╭─ DATA FOR PROCESSING
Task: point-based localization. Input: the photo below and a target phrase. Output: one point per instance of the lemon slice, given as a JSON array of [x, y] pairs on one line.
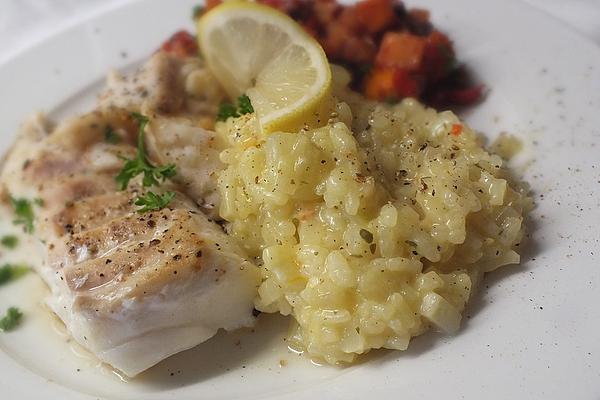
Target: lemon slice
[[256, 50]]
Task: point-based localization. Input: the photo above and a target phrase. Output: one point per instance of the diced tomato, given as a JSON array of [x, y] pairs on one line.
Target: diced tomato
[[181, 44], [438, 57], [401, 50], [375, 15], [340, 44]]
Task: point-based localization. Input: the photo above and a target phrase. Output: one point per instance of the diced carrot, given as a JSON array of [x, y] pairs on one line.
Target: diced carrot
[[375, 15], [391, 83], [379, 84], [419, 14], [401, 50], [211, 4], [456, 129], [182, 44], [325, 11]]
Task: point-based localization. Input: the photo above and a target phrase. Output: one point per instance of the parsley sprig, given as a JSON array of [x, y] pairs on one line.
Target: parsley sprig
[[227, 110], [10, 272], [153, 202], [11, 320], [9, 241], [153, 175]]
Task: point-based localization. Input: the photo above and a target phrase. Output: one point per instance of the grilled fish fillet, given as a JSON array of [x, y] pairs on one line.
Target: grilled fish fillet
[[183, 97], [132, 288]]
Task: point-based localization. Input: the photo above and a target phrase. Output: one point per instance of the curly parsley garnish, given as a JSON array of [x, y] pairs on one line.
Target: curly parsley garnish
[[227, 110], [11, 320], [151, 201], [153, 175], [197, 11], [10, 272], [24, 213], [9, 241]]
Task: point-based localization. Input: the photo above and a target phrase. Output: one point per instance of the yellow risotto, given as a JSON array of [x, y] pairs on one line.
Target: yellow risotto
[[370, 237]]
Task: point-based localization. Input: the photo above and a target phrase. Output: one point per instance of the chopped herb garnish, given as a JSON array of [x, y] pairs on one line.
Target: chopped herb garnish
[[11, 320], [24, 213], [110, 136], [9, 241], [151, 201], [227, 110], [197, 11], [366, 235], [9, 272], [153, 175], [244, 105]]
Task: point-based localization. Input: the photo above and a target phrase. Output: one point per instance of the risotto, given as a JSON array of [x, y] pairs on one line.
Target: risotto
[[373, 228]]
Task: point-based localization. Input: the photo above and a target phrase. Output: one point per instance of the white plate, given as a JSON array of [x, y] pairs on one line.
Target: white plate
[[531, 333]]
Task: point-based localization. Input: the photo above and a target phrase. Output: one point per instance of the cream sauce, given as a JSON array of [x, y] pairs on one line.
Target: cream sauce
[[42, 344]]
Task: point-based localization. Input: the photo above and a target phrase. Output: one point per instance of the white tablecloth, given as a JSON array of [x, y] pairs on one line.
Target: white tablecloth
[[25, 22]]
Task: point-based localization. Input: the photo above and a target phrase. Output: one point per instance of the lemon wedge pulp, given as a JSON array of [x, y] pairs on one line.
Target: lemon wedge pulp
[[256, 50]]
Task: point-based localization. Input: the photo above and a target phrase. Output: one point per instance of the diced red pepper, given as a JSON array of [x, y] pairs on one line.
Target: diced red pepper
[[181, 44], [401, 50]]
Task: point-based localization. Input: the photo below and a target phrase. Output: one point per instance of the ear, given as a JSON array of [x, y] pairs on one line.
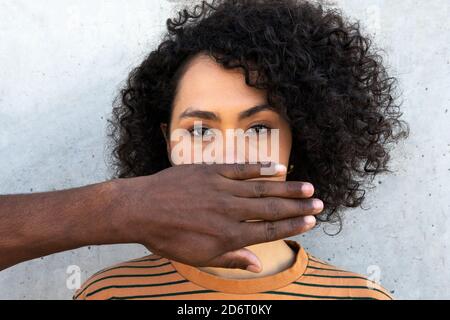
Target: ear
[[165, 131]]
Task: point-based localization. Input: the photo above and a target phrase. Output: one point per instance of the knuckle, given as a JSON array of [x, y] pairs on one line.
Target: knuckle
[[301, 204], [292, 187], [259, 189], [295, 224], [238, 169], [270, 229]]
╰─
AIM » Render every line of the entries above as a numbered list, skipping any blank lines and leaving the pictures out.

COMPLETED TASK »
1. Task: point-based localization. Input: the photo below and a target phrase. Output: one point per instance of the lemon slice, given as a JSON array of [x, y] pairs on one line.
2. Target: lemon slice
3. [[256, 50]]
4. Task: point-based localization. Input: the photo above and a target phrase. Output: one point per instance of the diced tomato, given as a JSON array of [x, y] pairs on one line.
5. Target: diced tomato
6. [[181, 44], [438, 57], [401, 50], [375, 15], [340, 44]]
7. Task: point-based localization. Input: the photo above and a target phrase. Output: one point per instance of the diced carrot, given as a JSON array of [x, y] pairs on one line.
8. Target: diced carrot
9. [[375, 15], [391, 83], [379, 84], [419, 14], [401, 50], [211, 4], [456, 129], [182, 44], [325, 11]]
10. Task: point-based localization. Input: the photo above and a target phrase. Output: one point per instance of the parsley sprig, given as a JSON array of [x, y] pairs on one line.
11. Target: parsley sprig
12. [[227, 110], [10, 272], [153, 202], [11, 320], [9, 241], [153, 175]]
13. Task: point-based localization. Input: the photo above and a target phrase. Output: one point per instance of the grilled fish fillet, given as a JSON array of [x, y] pairs on one line.
14. Target: grilled fish fillet
15. [[183, 97], [132, 288]]
16. Task: point-based localization. Input: the photo above and a target phrase. Output: one point per instance of the curly parsley garnish, given as a JSON array of [x, y] pairs on one line.
17. Target: curly parsley garnish
18. [[227, 110], [11, 320], [151, 201], [153, 175], [197, 11], [10, 272], [24, 213], [9, 241]]
19. Task: point-based localization. Input: the photo above and a target phrase. Output: one point per instance of the yellow risotto, given as a JSON array of [x, y] pairs on one line.
20. Target: yellow risotto
21. [[370, 237]]
22. Task: point-based localization. Input: the photo above and a target phrase. Output: one point per instance of the chopped herb garnish, given as a JSON array of [x, y] pairs on one line.
23. Target: chopped herb garnish
24. [[11, 320], [24, 213], [110, 136], [9, 241], [151, 201], [227, 110], [197, 11], [366, 235], [9, 272], [153, 175], [244, 105]]
25. Task: point-based localization. Input: the photo above and a target phrase. Output: one point per instance of the risotto, given as a JSON array of [x, y] pairs on one line.
26. Target: risotto
27. [[373, 228]]
28. Task: point-based localization. Input: the photo above and a target phrase. Output: one point per instance of the white plate, given as a JSON array of [x, y] pairs on one line.
29. Target: white plate
30. [[531, 333]]
31. Task: point-based localization. Input: the photo above and a target phrase. Output: one point per instance of the cream sauce, given as a JSON array of [x, y] pairs on one line.
32. Target: cream sauce
33. [[42, 344]]
34. Task: point-based localization. Input: the photo above and a target phrase. Output: one point per instance of the white tablecloth, given as a JSON array of [x, y] pairs on one line.
35. Target: white tablecloth
36. [[25, 22]]
37. Task: point-based localization. Input: the photo above and a target phrase. Output: one point per instance of the lemon wedge pulp, given as a JSON array of [x, y] pairs on one line.
38. Target: lemon wedge pulp
39. [[256, 50]]
40. Task: point-based localization. Input: the photo above and a target phrase. Output: one point per instance of the diced red pepper, given as a JSON array of [x, y] pairs on one line.
41. Target: diced red pepper
42. [[181, 44], [401, 50]]
43. Task: point-based localization. Input: the photo below and a target phrase. Output: one point per instance of the ear, given as a JSON array of [x, y] pairs on one line.
44. Target: ear
45. [[165, 131]]
46. Task: point-based localization. Input: the photo above and a target phrase. Output: one point per instance of the knuckle, given as a JSON array of [x, y] pairs on one line.
47. Target: knuckle
48. [[301, 204], [292, 187], [259, 189], [295, 224], [238, 169], [270, 229]]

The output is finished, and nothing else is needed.